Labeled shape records
_ _ _ _

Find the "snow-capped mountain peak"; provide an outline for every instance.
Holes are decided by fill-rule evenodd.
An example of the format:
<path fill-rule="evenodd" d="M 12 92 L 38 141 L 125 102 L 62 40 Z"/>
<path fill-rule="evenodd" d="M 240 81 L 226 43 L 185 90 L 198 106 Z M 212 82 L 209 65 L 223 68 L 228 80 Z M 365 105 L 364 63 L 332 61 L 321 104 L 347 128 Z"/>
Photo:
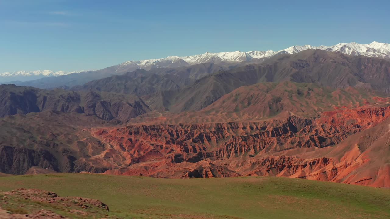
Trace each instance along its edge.
<path fill-rule="evenodd" d="M 171 56 L 163 58 L 156 58 L 128 61 L 115 66 L 116 72 L 132 71 L 138 69 L 149 70 L 154 68 L 176 67 L 201 63 L 219 63 L 223 62 L 236 62 L 249 61 L 254 58 L 269 57 L 280 54 L 293 54 L 309 49 L 323 49 L 327 51 L 339 52 L 351 55 L 364 55 L 390 59 L 390 44 L 373 41 L 367 44 L 360 44 L 355 42 L 340 43 L 331 46 L 313 46 L 310 45 L 294 46 L 282 50 L 273 51 L 252 51 L 243 52 L 211 53 L 191 56 L 178 57 Z M 50 70 L 19 71 L 0 74 L 0 82 L 9 81 L 23 79 L 24 80 L 50 76 L 59 76 L 72 73 L 85 71 L 53 72 Z"/>
<path fill-rule="evenodd" d="M 54 72 L 51 70 L 46 70 L 34 71 L 20 71 L 13 72 L 5 72 L 0 73 L 0 83 L 15 81 L 24 81 L 35 80 L 46 77 L 60 76 L 73 73 L 78 73 L 84 71 L 87 71 L 85 70 L 74 71 L 60 71 Z"/>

_ _ _ _

▶ **Direction**
Which lines in the listing above contain the word "instance"? Pull out each one and copy it in full.

▶ **Output below**
Find the "snow-capped mountain peak"; provide an outline for every instance.
Trace each instance along its edge.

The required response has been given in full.